§ **TASK MATERIAL**:
● ● ●
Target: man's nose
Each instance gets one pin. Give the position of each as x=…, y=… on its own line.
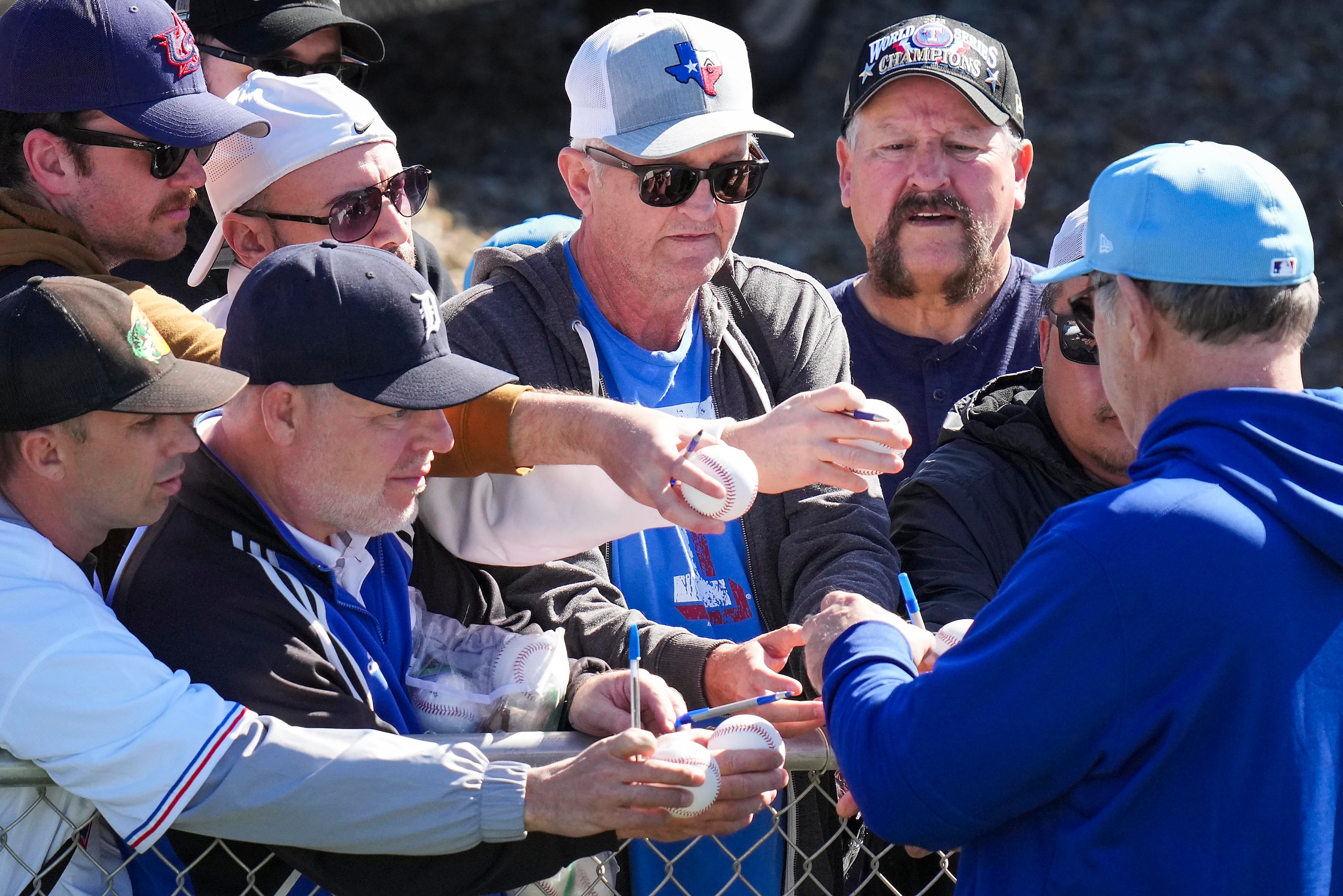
x=391, y=230
x=433, y=433
x=930, y=170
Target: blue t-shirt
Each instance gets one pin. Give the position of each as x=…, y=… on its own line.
x=925, y=378
x=680, y=578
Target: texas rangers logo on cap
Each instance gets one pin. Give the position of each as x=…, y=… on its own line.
x=696, y=65
x=180, y=47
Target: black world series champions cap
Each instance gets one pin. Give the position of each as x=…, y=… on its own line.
x=966, y=58
x=70, y=346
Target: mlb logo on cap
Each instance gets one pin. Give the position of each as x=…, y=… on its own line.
x=657, y=85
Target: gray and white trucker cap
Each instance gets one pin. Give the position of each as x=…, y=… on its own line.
x=660, y=83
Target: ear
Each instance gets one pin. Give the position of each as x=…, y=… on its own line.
x=578, y=177
x=1022, y=171
x=845, y=155
x=1136, y=315
x=50, y=163
x=41, y=452
x=280, y=413
x=250, y=238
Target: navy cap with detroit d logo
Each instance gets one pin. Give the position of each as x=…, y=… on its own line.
x=354, y=316
x=134, y=60
x=966, y=58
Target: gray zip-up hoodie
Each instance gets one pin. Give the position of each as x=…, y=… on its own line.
x=523, y=317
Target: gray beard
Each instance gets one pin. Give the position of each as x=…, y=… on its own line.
x=892, y=277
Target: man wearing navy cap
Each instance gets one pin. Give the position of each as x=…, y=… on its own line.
x=288, y=531
x=1151, y=703
x=105, y=124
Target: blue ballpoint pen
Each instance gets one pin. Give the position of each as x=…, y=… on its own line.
x=729, y=708
x=911, y=602
x=635, y=722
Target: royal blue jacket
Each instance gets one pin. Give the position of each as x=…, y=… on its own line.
x=1153, y=702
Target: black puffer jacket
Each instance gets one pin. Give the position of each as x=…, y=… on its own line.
x=973, y=506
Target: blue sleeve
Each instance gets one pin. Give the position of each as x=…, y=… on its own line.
x=1008, y=722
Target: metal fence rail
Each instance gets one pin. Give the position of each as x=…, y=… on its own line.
x=809, y=760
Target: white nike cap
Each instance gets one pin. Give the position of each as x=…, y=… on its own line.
x=311, y=117
x=661, y=83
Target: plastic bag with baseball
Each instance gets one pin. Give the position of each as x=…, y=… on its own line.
x=465, y=679
x=592, y=876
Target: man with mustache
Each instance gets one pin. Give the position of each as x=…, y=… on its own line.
x=934, y=163
x=1006, y=460
x=280, y=575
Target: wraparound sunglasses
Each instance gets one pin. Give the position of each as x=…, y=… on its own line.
x=164, y=160
x=666, y=186
x=355, y=215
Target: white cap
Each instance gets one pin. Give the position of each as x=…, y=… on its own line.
x=661, y=83
x=1071, y=240
x=311, y=117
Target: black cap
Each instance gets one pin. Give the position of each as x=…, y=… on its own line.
x=966, y=58
x=354, y=316
x=70, y=346
x=268, y=26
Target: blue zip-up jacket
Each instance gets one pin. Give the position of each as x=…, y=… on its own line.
x=1153, y=702
x=219, y=589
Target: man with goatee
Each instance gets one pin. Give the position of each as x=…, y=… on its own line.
x=934, y=164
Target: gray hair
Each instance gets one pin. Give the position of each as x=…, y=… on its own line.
x=1221, y=315
x=1016, y=140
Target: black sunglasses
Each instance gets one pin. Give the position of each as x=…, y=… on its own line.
x=355, y=215
x=164, y=160
x=666, y=186
x=1076, y=331
x=348, y=72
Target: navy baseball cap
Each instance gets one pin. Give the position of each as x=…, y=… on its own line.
x=1194, y=213
x=354, y=316
x=268, y=26
x=134, y=60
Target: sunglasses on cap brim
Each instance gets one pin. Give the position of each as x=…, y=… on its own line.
x=354, y=215
x=164, y=160
x=669, y=185
x=348, y=72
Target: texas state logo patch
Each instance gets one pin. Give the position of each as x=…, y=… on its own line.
x=180, y=47
x=696, y=65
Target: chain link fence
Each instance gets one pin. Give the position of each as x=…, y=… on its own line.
x=78, y=859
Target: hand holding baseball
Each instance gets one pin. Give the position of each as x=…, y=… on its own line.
x=798, y=442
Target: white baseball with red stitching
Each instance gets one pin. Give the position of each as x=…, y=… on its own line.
x=687, y=753
x=521, y=661
x=735, y=469
x=883, y=409
x=439, y=714
x=747, y=732
x=950, y=636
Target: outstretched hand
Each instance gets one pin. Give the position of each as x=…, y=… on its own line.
x=751, y=669
x=794, y=445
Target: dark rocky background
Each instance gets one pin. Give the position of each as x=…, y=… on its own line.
x=479, y=94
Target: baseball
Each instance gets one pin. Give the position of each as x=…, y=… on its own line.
x=746, y=732
x=950, y=636
x=687, y=753
x=521, y=661
x=738, y=475
x=875, y=406
x=444, y=714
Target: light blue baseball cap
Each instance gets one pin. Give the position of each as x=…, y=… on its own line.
x=1194, y=213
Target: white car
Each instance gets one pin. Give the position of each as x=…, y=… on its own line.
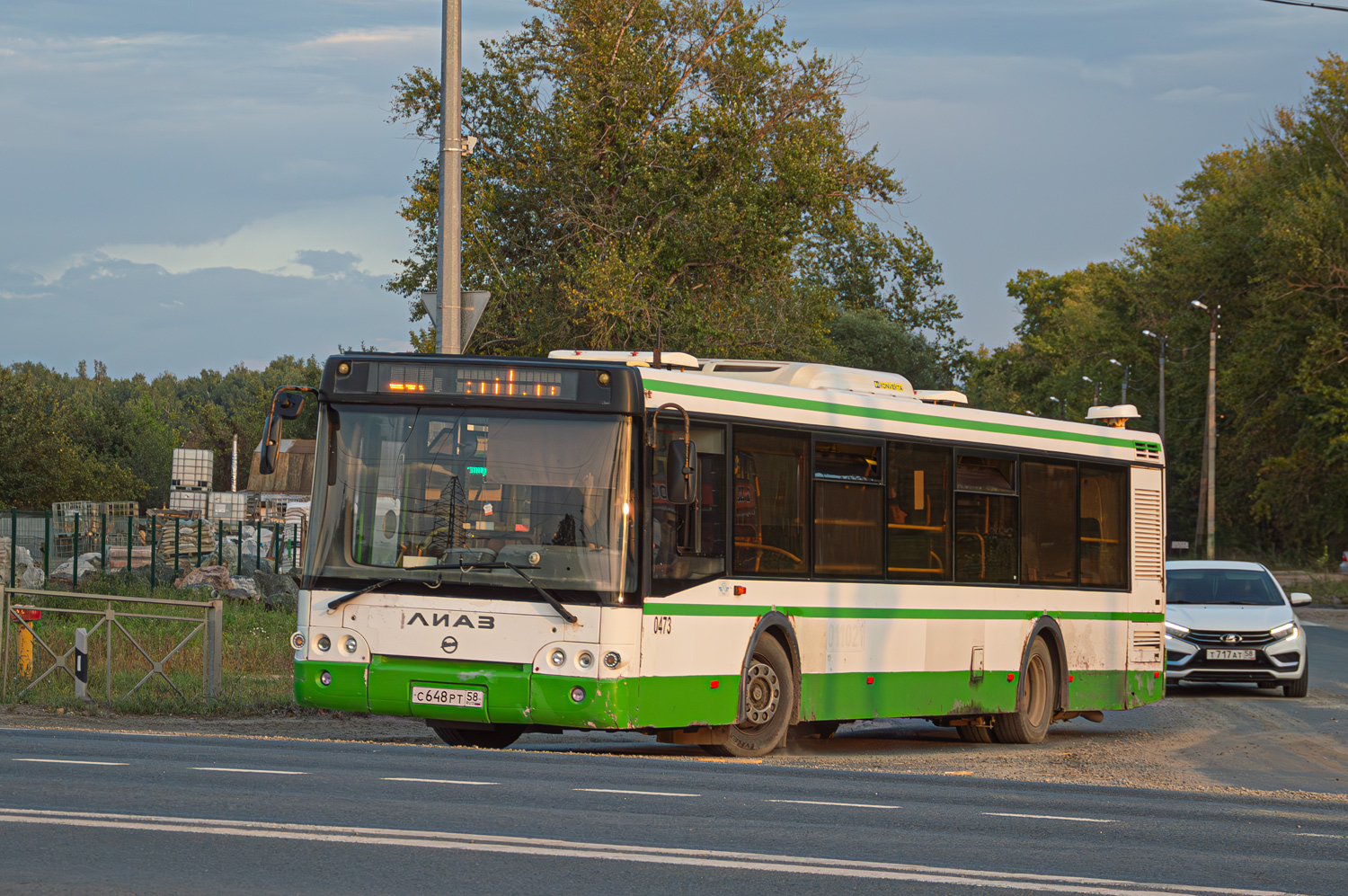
● ● ●
§ **YOUR ASSIGNMENT**: A word-for-word copy of the records is needed, with no pictures carried over.

§ **TASK ANSWER**:
Target: man's nose
Each instance gets one pin. Give the position of each as x=…, y=… on its own line.
x=391, y=230
x=433, y=433
x=930, y=170
Target: blue t-shirt
Each instance gets one pin. Give the position of each as x=…, y=… on its own line.
x=925, y=378
x=680, y=578
Target: texas rangers logo on cap
Each instance gets one pin. Give the position of each as x=…, y=… on its own line.
x=696, y=65
x=180, y=47
Target: black world series champions cap
Each instance gets one pin. Give the position of each as x=…, y=… on its own line.
x=966, y=58
x=70, y=346
Target: mlb logo on cap
Each instance gets one pin. Give the position of each as x=…, y=… on its own line.
x=657, y=85
Target: gray and white trucker cap
Each instance gets one pin. Give the position of each as x=…, y=… on its own line.
x=660, y=83
Target: ear
Each instance gets one pin. Give the position of each as x=…, y=… on its own line.
x=578, y=177
x=1022, y=171
x=845, y=155
x=1136, y=315
x=50, y=163
x=41, y=452
x=280, y=413
x=250, y=238
Target: navy cap with detroit d logo
Each instance gets one pin. Give the position of each as x=…, y=… on its own line.
x=354, y=316
x=134, y=60
x=966, y=58
Target: gray zip-up hoodie
Each instance gets one pin. Give the position of each as x=…, y=… on its own line.
x=523, y=317
Target: gray beard
Each instance gets one pin. Give the position of each as x=…, y=… on its own line.
x=892, y=277
Target: man wearing navy cap
Each instance gets one pin. Give the position of each as x=…, y=… on its own line.
x=288, y=531
x=1151, y=703
x=105, y=124
Target: blue ballpoint pen
Each instance gets one pin. Give the position of each as x=…, y=… on its own line.
x=729, y=708
x=911, y=602
x=635, y=722
Target: royal blue jacket
Each instance gets one pin. Give the position of each as x=…, y=… on its own line.
x=1153, y=702
Target: black puffer jacket
Each instance gets one pin. Give the position of each as x=…, y=… on its own line.
x=973, y=506
Target: blue sleeve
Each instance gets one pin. Give the position of each as x=…, y=… on its own line.
x=1008, y=722
Target: metal fence rail
Each instance gets one pin. Give the position of each as x=…, y=… on its own line.
x=809, y=760
Target: white nike cap
Each instance gets one pin. Give the position of each as x=…, y=… on its own line.
x=311, y=117
x=661, y=83
Target: plastic bag with baseball
Each instance gets one pin. Give the position of each as x=…, y=… on its own line.
x=465, y=679
x=592, y=876
Target: man with mustache
Each instance gets one pin. Give the position of each as x=…, y=… on its own line.
x=934, y=163
x=1006, y=460
x=280, y=575
Target: wraparound sunglasses
Each instance gets one pin. Give the position of each as x=…, y=… on its own line.
x=164, y=160
x=666, y=186
x=355, y=215
Target: white cap
Each instance gets one pin. Give the position of each as x=…, y=… on its own line.
x=661, y=83
x=1071, y=240
x=311, y=117
Target: black cap
Each instance gets one pin. Give the position of each as x=…, y=… on its own line.
x=966, y=58
x=354, y=316
x=70, y=346
x=268, y=26
Target: blue zip-up jacket
Each instance gets one pin. Give the position of each as x=…, y=… on its own line.
x=1153, y=702
x=219, y=589
Target: man with goatee
Each instance gets one pin. Give the position of each as x=…, y=… on its own line.
x=934, y=164
Target: gray hair
Each instance gets one pin. Give the position of each as x=…, y=… on its own line.
x=1221, y=315
x=1016, y=140
Target: black sunglasses
Each instance gets one pin. Give the position of each as x=…, y=… on its own line.
x=355, y=215
x=164, y=160
x=666, y=186
x=1076, y=331
x=348, y=72
Target: navy baseball cap
Each instance gets one pin. Give the position of each as x=…, y=… on its own line.
x=1194, y=213
x=354, y=316
x=268, y=26
x=134, y=60
Target: sunglasses on cap brim
Each instance gets one pin. Give the position of each as x=…, y=… on its own line.
x=354, y=215
x=164, y=160
x=669, y=185
x=348, y=72
Target: texas state logo patch
Each instance gets one pin. Give the position of each as x=…, y=… on its own line.
x=180, y=47
x=696, y=65
Target: chain link fence
Each instance gets one pin. Give the position of each as x=…, y=… on its own line.
x=78, y=859
Target: hand holding baseball
Each instance gets one pin. Give the position of each as x=…, y=… on its own line.
x=798, y=442
Target: white baseball with red stitching
Each instance gets one pin. Give the position of each as x=…, y=… on its own line.
x=687, y=753
x=521, y=661
x=735, y=469
x=883, y=409
x=439, y=714
x=747, y=732
x=950, y=636
Target: outstretched hand
Each instance gets one pin. Give the position of each as x=…, y=… on its own line.
x=751, y=669
x=794, y=445
Target: dark rocky background
Each instance gets one pin. Give the position of each as x=…, y=… on its own line.
x=479, y=94
Target: baseball
Each instance gets one pin. Give the position of each as x=…, y=… on its own line.
x=746, y=732
x=950, y=636
x=687, y=753
x=521, y=661
x=738, y=475
x=875, y=406
x=444, y=714
Target: light blue baseball cap
Each instance gets one pin. Give the position of each as x=…, y=… on its own line.
x=1194, y=213
Target: white car
Each instance gets one pin. Give the position of each as x=…, y=… on its own line.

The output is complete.